• BRANO:
/---

Da Freud in poi, si può sintetizzare – consapevoli di comprimere la ricchezza delle argomentazioni e dei contributi che sull’argomento sono stati dati – che l’arte è vista come il ritorno del rimosso (S. Freud), come l’espressione fantasmatica del mondo interno e degli oggetti interiorizzati (M. Klein), l’elaborazione del pensiero pensante (W. R. Bion).
Al lavoro clinico è assimilabile la metafora delle produzioni creative, e Resnik alligna tra loro il phantasieren psicotico, artistico, scientifico. Nello spazio relazionale paziente/terapeuta è preminente “quello che il paziente non sa e neppure l’analista sa”; l’analista deve saper coltivare e mantenere la disponibilità a farsi attraversare dalla meraviglia, dall’inatteso, dal non ancora pensato che emerge nell’incontrare l’altro – inteso come sede della diversità, differenza, esogamia – per sostare con lo sguardo sull’abisso (il suo proprio, personale, e quello del paziente). Occorre avvicinare e gettare lo sguardo alle comunicazioni dirette e indirette dell’altro, quest’ultime al pari di elementi iconici che la mente presentifica ma dal significato non immediatamente accessibile al pensiero stesso. E, ancora, nello spazio relazionale di terapia, occorre saper tollerare l’incertezza, l’indistinto, tenere il pensiero in sospeso dando tempo alla creatività di venir fuori. E a tenere insieme, a contenere dal rischio di disperdersi e frantumarsi nell’abisso di cui sopra, ci sarà la parola “fluttuante” che si interroga, che mantiene aperta la ricerca tra dicibile e indicibile, tra sensorialità e pensiero a favorire costruzioni di senso, mai definite in assoluto, ma in continua ridefinizione e ampliamento.

\---

Elementi del dataset:

/---

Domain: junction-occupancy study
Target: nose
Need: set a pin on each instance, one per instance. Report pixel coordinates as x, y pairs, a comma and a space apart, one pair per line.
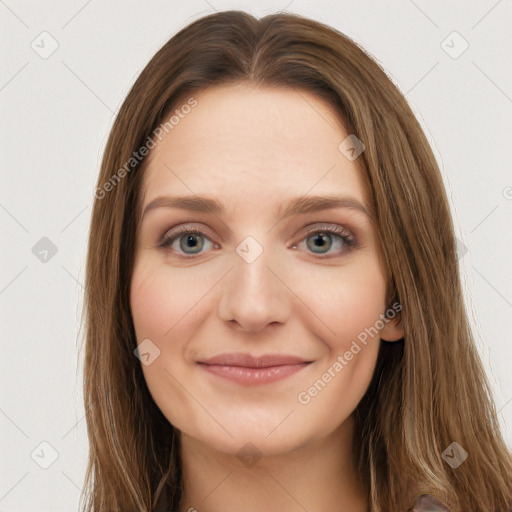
254, 294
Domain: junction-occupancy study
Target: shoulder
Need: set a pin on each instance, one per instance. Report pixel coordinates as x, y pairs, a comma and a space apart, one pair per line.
427, 503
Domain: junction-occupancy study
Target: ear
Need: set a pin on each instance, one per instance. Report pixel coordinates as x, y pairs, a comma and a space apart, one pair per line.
391, 331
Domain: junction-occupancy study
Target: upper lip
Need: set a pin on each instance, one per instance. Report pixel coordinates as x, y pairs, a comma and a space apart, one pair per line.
249, 361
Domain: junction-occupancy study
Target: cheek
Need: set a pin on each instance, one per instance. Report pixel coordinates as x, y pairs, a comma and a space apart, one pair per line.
163, 303
347, 302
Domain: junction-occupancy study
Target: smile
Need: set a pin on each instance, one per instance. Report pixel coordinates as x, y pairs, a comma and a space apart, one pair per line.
247, 370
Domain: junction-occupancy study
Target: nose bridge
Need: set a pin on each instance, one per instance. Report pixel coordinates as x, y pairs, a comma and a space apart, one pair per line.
253, 296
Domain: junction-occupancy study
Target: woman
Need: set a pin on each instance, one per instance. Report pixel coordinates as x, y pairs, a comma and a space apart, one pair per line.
232, 363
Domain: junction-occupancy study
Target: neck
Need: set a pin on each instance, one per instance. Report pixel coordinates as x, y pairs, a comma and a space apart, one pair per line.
318, 476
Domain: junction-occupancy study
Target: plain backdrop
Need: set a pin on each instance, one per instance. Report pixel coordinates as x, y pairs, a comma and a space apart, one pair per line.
66, 68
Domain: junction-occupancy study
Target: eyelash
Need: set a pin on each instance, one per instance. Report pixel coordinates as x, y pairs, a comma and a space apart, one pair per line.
344, 234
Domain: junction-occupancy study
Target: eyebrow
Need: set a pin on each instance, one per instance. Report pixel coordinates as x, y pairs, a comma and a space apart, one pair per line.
295, 206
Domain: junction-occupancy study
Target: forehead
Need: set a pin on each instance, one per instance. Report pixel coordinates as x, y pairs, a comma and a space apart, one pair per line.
251, 145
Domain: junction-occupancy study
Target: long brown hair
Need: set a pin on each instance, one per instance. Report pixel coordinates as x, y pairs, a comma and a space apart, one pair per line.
427, 392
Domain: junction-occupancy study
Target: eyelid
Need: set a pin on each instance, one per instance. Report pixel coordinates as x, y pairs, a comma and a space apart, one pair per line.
176, 231
341, 231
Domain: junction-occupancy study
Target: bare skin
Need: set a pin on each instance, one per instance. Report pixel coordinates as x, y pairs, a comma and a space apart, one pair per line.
260, 445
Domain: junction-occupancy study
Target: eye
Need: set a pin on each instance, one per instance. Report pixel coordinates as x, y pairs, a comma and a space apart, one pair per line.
186, 240
321, 239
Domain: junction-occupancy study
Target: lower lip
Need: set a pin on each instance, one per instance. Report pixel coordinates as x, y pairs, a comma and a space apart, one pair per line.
253, 376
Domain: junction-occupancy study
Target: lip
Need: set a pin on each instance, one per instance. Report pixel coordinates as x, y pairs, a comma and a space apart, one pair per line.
248, 370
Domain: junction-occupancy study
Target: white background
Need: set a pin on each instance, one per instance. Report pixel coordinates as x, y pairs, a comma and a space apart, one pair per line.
56, 114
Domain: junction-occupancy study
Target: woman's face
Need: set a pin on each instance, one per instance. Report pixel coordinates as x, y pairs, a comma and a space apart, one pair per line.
258, 307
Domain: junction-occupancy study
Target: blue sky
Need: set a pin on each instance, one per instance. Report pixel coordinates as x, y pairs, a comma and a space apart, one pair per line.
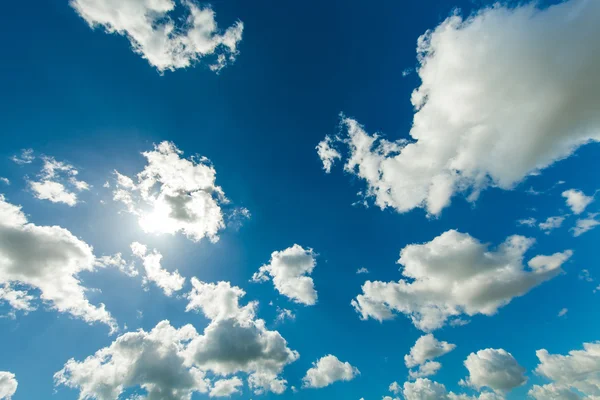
519, 135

\---

• COMPITO 1: Riassumi in forma di elenco il paragrafo del brano su arte e psicoanalisi che comincia con "Al lavoro clinico è assimilabile", conservandone i punti principali.
• COMPITO 2: Prosegui il brano su arte e psicoanalisi a partire dalla sua ultima frase.

• RISPOSTA 1:
- Al lavoro clinico si può accostare la metafora delle produzioni creative; Resnik mette insieme il phantasieren psicotico, artistico e scientifico.
- Nello spazio relazionale tra paziente e terapeuta conta soprattutto "quello che il paziente non sa e neppure l'analista sa".
- L'analista deve restare disponibile a farsi attraversare dalla meraviglia, dall'inatteso e dal non ancora pensato che emergono nell'incontro con l'altro, inteso come sede della diversità. Così può sostare con lo sguardo sull'abisso, il proprio e quello del paziente.
- Occorre guardare alle comunicazioni dirette e indirette dell'altro. Quelle indirette sono come elementi iconici il cui significato non è subito accessibile al pensiero.
- In terapia bisogna tollerare l'incertezza e l'indistinto e tenere il pensiero in sospeso, per lasciare emergere la creatività.
- A contenere il rischio di frantumarsi è la parola "fluttuante". Questa mantiene aperta la ricerca tra dicibile e indicibile e favorisce costruzioni di senso in continua ridefinizione.

• RISPOSTA 2:
La Notte stellata (maggio 1889) parte da un dato di realtà, la vista dalla camera dove il pittore si trovava, nella clinica psichiatrica di Saint-Rémy, in Provenza. Un dato di realtà che, con la tecnica pittorica (scelta dei colori, loro rilascio sulla tela, prospettive, elementi paesaggistici e naturali) approda a quello che van Gogh intendeva esprimere dipingendo. Pochi mesi prima del suo ingresso in clinica, scriveva: “Con un quadro vorrei poter esprimere qualcosa di commovente come una musica. Vorrei dipingere (…) con un non so che di eterno, di cui un tempo era simbolo l’aureola, e che noi cerchiamo di rendere con lo stesso raggiare, con la vibrazione dei colori” (Arles, 3 settembre 1888).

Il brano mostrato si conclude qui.